* BEGIN *
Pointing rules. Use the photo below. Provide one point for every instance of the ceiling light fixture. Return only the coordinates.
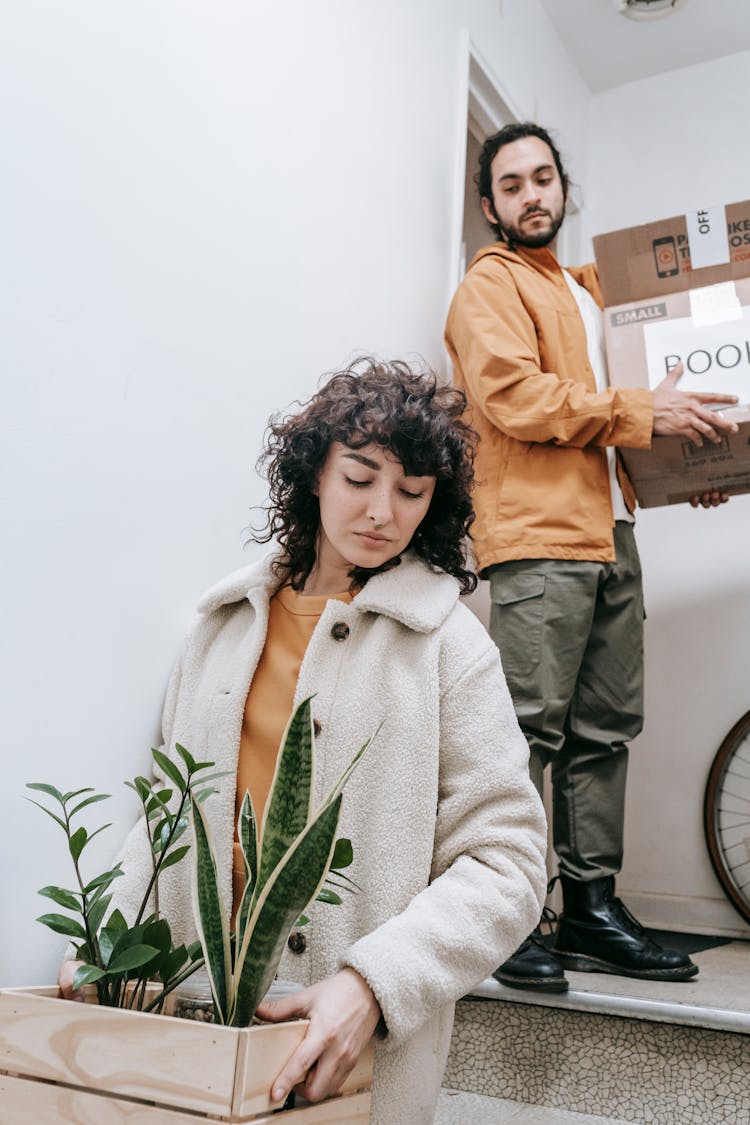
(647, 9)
* END *
* BEGIN *
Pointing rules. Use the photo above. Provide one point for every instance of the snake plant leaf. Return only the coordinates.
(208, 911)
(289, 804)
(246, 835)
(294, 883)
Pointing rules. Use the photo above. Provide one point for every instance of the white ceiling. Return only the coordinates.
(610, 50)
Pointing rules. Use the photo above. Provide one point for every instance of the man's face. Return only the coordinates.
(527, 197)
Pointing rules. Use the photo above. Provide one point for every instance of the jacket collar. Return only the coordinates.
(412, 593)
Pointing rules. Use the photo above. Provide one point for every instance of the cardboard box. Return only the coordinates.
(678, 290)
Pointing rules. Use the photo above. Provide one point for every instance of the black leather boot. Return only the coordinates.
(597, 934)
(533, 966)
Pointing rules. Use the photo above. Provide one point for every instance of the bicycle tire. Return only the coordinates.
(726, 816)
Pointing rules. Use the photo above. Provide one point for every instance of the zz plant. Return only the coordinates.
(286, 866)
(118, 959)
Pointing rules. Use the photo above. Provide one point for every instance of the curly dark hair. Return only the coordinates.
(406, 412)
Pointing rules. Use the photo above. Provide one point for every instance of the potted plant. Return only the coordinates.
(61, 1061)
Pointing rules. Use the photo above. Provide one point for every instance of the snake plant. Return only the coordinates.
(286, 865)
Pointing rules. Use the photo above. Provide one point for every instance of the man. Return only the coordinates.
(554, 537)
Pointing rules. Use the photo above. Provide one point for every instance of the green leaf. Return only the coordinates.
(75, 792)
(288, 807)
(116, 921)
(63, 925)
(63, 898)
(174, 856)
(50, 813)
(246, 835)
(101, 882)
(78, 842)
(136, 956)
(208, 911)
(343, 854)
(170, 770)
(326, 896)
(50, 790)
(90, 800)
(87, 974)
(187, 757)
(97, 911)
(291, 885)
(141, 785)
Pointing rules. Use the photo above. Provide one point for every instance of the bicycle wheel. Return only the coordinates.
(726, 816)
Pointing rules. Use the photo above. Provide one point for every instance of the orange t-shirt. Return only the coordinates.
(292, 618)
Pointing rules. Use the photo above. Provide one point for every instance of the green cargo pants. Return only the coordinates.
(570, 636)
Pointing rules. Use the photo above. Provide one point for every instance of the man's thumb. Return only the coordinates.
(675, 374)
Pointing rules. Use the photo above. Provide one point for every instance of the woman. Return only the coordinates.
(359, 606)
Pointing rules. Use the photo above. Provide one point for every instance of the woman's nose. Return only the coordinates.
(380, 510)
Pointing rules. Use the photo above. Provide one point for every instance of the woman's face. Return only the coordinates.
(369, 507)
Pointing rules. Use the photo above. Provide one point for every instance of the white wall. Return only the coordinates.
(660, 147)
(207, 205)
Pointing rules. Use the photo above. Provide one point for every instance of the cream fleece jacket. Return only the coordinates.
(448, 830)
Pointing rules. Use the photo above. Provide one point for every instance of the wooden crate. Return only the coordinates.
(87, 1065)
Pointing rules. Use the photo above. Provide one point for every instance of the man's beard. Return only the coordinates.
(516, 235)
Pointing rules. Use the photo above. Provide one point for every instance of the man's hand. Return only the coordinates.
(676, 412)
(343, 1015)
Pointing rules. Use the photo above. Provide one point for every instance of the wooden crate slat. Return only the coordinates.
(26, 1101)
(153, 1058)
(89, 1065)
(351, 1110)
* END *
• _Work to do_: Extract the lines starting with the one that contains "crate. Return only the coordinates." and ending with the one that contains "(351, 1110)", including both, and reproduce them verbatim. Provide only those lines.

• _Answer to this problem_:
Pointing rules. Use the photo above. Provide one point for every instance of the wooden crate. Return only the coordinates.
(87, 1065)
Pointing rules. Use the photo above. Provide one point for every instance of the man's beard. Return only the coordinates.
(516, 235)
Pointing rules. Use the photo above. Provide one point for every instance of the man's hand. Return only the coordinates.
(676, 412)
(343, 1015)
Pointing rules. Use the photo above. Provide one point for every instance of the wooden crate slat. Return only the coordinates.
(26, 1101)
(153, 1058)
(89, 1065)
(351, 1110)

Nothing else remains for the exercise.